Part 1 (Overview and concepts) provides general background information and introduces the key terms and concepts in relation to information security in supplier relationships, including information risks commonly arising from or relating to business relationships between acquirers and suppliers.
Part 2 (Requirements) specifies fundamental information security requirements pertaining to business relationships between suppliers and acquirers of various products (goods and services); although Part 2 contains requirements, the document explicitly states that it is not intended for certification purposes.
Part 3 (Guidelines for ICT supply chain security) guides both suppliers and acquirers of ICT goods and services on information risk management relating to the widely dispersed and complex supply chain (e.g., malware, counterfeit products, organizational risks); Part 3 does not address business continuity management.
Part 4 (Guidelines for security of cloud services) guides cloud providers and customers on gaining visibility into the information security risks associated with the use of cloud services and managing those risks effectively, and responding to risks specific to the acquisition or provision of cloud services that can have an information security impact on organizations using these services. SC 27 has initiated efforts to revise ISO/IEC 27036, but new versions are unlikely to be available before 2023. ISO/IEC 27036-1 is available at no cost from the ISO web site (see https://standards.iso.org/ittf/PubliclyAvailableStandards/).

### Given request 1
List the parenthesized title of each numbered part described in the passage on ISO/IEC 27036.
### Given request 2
Reproduce the passage on ISO/IEC 27036 from "Part 1 (Overview" up to and including "acquirers and suppliers.".
Rely only on the passage on ISO/IEC 27036 for your answers.

[Data taken from a collection]
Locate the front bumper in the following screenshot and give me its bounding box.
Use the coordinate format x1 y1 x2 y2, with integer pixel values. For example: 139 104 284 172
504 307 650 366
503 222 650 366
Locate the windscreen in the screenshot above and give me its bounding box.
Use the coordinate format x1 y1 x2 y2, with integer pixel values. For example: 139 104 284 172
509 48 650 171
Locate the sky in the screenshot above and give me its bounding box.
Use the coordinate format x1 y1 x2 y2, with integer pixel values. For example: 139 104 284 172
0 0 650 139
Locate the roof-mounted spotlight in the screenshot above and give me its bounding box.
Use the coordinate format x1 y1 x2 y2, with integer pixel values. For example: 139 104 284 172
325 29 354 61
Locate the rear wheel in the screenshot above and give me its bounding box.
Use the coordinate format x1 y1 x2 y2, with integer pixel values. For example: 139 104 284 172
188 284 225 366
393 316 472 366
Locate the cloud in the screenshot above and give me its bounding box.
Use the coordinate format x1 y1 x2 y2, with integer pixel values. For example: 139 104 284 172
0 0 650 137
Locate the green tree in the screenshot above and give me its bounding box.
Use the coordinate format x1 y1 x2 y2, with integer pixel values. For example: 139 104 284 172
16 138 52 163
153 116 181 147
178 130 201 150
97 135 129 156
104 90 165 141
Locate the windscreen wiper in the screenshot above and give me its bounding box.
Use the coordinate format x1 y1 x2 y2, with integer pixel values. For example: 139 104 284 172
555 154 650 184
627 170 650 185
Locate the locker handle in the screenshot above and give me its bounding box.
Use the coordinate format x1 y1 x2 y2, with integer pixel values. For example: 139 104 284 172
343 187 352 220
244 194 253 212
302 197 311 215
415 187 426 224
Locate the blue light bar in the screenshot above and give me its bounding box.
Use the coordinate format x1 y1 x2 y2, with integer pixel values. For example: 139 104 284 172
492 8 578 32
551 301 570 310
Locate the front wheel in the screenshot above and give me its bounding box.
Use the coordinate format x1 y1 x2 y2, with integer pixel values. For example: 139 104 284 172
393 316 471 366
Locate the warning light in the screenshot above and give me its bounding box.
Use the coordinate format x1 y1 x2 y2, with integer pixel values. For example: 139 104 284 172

### Output 1
Overview and concepts; Requirements; Guidelines for ICT supply chain security; Guidelines for security of cloud services

### Output 2
Part 1 (Overview and concepts) provides general background information and introduces the key terms and concepts in relation to information security in supplier relationships, including information risks commonly arising from or relating to business relationships between acquirers and suppliers.